§ **Source passage**:
——————————

It does impact doubling the size of Gundy, but that's a decision that we don't have to make yet. But the initial 200 million a day deep cut with its liquid is solid and on schedule, and it will produce when it comes onstream.

Operator

[Operator Instructions] Next question comes from Fai Lee with Odlum Brown.

F
Fai Lee
Equity Analyst

Mike, it's Fai here. You talked about -- a bit about some producers cutting back production in reaction to the April price. It almost seems like from the higher cost reduction doesn't seem to have reacted to the low prices yet. Do you get the sense that some producers are just waiting until winter, Q2 half until the pricing before they make dramatic moves? Or do you just kind of see it's kind of people are just kind of trying to [ lock ] in terms of the higher cost reduction?

M
Michael L. Rose
Chairman, President & CEO

Yes. Well, Fai, it is hard to speak for others. As far as Tourmaline was concerned, we made the decision last fall not to bring incremental new growth supply into the market for 18 months or so and just keep our plants full and wait for higher prices that way. Each company has a different suite of decisions to make. Some of it relates to firm transport commitments. Sometimes the gas isn't 100%, and you got to deal with partners. So it's almost individual company, individual property decision that gets made. So we're, I think, doing our best to reduce increasing supply by freezing the gas development volumes that are going to come onstream. And really, we can only control what we do. But generally, we are seeing I think -- as I mentioned earlier, it's never as much as you want, but I do think if there is a supply response that's going to help gas prices.

F
Fai Lee
Equity Analyst

Okay. And just a follow-up question. In terms of you raised the dividend and you've paid down a little debt. Can you just talk about your free cash flow allocation priorities? I know on your budget, it tends to emphasize a bit more debt reduction. But I'm just wondering where share buybacks fit in, if at all, going forward?

M
Michael L. Rose
Chairman, President & CEO

We've certainly looked at that. I guess, there's -- with free cash flow, there's kind of 4 silos it can go in. One is modest dividend reduction, one is debt reduction, one is reinvesting in growth again when the commodity price suggests that, that's a good idea and investors are happy with it. And then the fourth silo is share buyback. I think if you look at our 5-year plan and you look at the magnitude of the free cash flow, it starts to get into that $0.5 billion per annum range in the 2020 to 2022 time frame. And that's when we think we can look seriously at share buybacks because we'll have enough free cash flow and could dedicate enough to that silo where we'd make a difference on the outstanding shares. So it's part of that overall decision.

F
Fai Lee
Equity Analyst

Okay, all right. So you're not ruling out share buyback in the future? Okay.

M
Michael L. Rose
Chairman, President & CEO

Sorry, what's that?

F
Fai Lee
Equity Analyst

You're not ruling out share buybacks in the future?

——————————

§ **Dataset entries**:
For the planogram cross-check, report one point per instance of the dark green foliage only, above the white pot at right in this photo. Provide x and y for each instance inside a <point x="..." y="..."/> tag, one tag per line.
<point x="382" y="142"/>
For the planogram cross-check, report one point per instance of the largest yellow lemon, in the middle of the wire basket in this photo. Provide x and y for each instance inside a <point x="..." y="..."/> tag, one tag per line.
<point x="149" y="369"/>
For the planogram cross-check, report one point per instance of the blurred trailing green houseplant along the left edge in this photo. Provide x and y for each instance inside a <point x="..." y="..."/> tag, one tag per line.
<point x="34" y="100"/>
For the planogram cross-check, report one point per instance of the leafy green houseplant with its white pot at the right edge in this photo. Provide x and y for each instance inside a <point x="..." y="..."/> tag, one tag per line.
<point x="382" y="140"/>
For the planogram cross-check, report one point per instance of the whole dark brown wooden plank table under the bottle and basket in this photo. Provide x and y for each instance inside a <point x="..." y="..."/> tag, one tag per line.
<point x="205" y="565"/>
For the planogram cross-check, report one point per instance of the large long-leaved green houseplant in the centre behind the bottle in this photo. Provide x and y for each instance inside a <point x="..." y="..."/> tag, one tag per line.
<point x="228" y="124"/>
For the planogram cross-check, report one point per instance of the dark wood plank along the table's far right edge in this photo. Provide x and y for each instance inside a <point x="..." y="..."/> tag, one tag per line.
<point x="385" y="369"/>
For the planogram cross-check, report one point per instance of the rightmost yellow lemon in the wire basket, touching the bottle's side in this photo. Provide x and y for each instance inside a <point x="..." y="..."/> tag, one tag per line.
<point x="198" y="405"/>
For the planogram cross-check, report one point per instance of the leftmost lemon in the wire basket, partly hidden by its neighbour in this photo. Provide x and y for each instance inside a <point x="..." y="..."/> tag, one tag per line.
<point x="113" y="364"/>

——————————

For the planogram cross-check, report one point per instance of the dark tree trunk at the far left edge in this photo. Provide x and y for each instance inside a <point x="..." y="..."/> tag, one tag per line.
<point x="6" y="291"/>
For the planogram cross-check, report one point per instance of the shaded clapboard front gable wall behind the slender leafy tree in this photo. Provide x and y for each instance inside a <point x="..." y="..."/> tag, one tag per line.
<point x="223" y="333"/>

——————————

§ **Explore the material**:
1: Answer these from the earnings call transcript:
(a) When did Tourmaline decide not to bring incremental new growth supply into the market, and for roughly how long?
(b) Under the 5-year plan, in what time frame does free cash flow start to reach about $0.5 billion per year?
(c) How large is the initial deep cut said to be at the start of the transcript?
2: Continue the earnings call transcript after its final line.

§ **Results for each task**:
1:
(a) Tourmaline made the decision last fall, for 18 months or so.
(b) It reaches that range in the 2020 to 2022 time frame.
(c) The initial deep cut is 200 million a day.

2:
M
Michael L. Rose
Chairman, President & CEO

Oh, no, we're not ruling it out at all. It's just when we need the magnitude of free cash flow where we can make a difference.

Operator

[Operator Instructions] Next question comes from Jim Smith, private investor.

J
Jim Smith

Mike, I wanted to congratulate you guys on a fantastic job. I look at a lot of companies, and I think you guys really are focused on the right things. And someday, I think you'll be recognized for that, hopefully soon. I've got a question about your 5-year plan. To me, it looks like a great plan. And toward the end of it, you're getting down to almost a no-debt situation. And I just wanted to get a feel for your comfort level of how much leverage you would like to have at that point because I think your company at that time could support quite a bit of leverage. And if there was an opportunity you saw, would you feel comfortable going to a certain amount of debt level? Could you just comment on that a little bit?

B
Brian G. Robinson
VP of Finance, CFO & Director

It's Brian speaking. Thanks for your question, Jim. As far as where we're at right now, we're about 80% equity, sub-20% debt. We feel comfortable with that ratio. We like the idea of running our business in that band between 1 and 1.5x debt to cash flow. We've done a lot of work to improve our overall creditworthiness. We've got lots of liquidity on our balance sheet, so we have lots of options. We're not going to do exactly what our 5-year plan shows as far as debt reduction, obviously. We understand that it's -- there's a healthy level of debt that one would like to carry on a [indiscernible] balance sheet. But I think the permanent debt level is kind of in that $1.1 billion to $1.4 billion, $1.5 billion range that we would run it out. And of course, that positions us well if there's a gas price improvement that we can respond to and we can do a small acquisition or we can decide to invest more aggressively in our existing drilling inventory, we'll do so and we'll grow the business.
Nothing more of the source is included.